**WHAT YOU NEED TO DO**: Copy out word for word the part of the material that opens with the line containing "Kindly outline every instance of the balcony" and runs through the end of the material.

**GIVEN INFORMATION**:
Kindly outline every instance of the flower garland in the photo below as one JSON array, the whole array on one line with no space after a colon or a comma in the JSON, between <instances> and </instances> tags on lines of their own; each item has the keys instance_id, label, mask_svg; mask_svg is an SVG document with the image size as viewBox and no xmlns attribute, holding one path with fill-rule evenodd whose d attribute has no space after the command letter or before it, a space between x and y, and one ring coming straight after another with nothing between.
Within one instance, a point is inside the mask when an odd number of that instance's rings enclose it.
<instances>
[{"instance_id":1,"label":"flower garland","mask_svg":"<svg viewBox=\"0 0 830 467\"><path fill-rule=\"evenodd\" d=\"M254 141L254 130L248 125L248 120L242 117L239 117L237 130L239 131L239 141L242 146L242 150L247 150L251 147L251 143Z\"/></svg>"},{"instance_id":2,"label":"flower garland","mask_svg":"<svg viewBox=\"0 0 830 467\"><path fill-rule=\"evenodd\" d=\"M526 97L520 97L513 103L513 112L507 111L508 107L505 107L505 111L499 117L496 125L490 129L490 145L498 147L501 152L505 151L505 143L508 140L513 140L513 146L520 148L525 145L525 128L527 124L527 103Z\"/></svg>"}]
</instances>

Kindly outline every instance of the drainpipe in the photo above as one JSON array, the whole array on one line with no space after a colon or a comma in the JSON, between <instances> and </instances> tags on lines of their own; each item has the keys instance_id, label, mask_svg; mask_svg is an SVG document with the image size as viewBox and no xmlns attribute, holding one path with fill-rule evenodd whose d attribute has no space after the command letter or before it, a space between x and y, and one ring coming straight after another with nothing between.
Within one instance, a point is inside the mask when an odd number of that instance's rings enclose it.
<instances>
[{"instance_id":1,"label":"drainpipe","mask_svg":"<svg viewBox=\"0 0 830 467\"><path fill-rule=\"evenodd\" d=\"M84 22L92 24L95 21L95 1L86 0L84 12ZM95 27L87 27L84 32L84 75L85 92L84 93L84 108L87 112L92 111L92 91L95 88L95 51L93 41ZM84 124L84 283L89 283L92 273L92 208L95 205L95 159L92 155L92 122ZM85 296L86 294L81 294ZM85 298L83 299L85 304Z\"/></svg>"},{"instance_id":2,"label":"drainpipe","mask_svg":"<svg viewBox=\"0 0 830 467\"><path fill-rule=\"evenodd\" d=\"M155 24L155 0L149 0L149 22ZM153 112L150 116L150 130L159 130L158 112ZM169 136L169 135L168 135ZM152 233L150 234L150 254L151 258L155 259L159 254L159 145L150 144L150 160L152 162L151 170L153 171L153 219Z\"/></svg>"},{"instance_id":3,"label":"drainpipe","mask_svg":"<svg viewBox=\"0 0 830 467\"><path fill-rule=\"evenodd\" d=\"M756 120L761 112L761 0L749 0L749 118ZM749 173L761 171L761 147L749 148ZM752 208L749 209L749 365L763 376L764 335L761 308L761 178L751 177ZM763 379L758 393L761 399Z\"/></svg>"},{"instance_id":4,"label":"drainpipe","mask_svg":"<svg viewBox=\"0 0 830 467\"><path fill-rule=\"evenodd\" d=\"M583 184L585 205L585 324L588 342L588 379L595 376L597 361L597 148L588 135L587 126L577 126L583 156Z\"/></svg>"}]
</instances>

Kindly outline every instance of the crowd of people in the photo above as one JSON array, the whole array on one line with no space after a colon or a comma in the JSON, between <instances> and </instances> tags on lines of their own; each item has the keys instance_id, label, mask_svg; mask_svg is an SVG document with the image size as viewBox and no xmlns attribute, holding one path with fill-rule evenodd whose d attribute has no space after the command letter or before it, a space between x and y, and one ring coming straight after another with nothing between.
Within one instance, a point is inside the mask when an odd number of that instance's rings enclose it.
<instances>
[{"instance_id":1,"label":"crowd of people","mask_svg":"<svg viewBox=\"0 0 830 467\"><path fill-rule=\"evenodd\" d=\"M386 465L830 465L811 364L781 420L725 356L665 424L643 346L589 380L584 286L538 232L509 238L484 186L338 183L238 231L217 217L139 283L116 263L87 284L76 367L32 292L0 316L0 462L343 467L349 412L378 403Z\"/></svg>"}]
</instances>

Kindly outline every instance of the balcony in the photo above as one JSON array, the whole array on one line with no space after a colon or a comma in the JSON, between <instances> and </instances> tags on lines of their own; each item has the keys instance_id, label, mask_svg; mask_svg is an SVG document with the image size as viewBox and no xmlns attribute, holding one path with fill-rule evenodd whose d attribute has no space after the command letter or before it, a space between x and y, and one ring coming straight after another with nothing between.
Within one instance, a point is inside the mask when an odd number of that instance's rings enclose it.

**CORRECT ANSWER**:
Kindly outline every instance of the balcony in the photo above as one JSON array, the whole array on one line with no space after a colon or a comma in the JSON, between <instances> and </instances> tags on lines of their own; each item has the keys instance_id, label, mask_svg; mask_svg is an SVG document with the image size as viewBox and no xmlns attribute, holding one path with fill-rule evenodd whose d attribute has no space after the command letter or before it, a space between x and y, and one ring coming straight after another with nothing between.
Within one instance, a point is inside the mask when an odd number of that instance's rings enclose it.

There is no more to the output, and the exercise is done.